Instructions to follow: The only acceptable output is every entry, printed exactly.

Entries supplied:
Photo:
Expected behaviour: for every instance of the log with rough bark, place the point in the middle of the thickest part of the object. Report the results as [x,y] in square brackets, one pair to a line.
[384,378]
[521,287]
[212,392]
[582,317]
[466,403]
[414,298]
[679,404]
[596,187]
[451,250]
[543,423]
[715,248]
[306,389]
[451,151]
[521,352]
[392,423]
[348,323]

Answer for the task:
Photo:
Expected behaviour: for every instance of the log with rough bark, place the point in the middle of the thickest part of the object. Report the results as [x,y] in square brackets, one pair to a line.
[384,378]
[521,287]
[212,392]
[582,317]
[466,403]
[414,298]
[679,404]
[596,187]
[451,250]
[543,423]
[715,248]
[306,389]
[451,151]
[521,352]
[392,423]
[348,323]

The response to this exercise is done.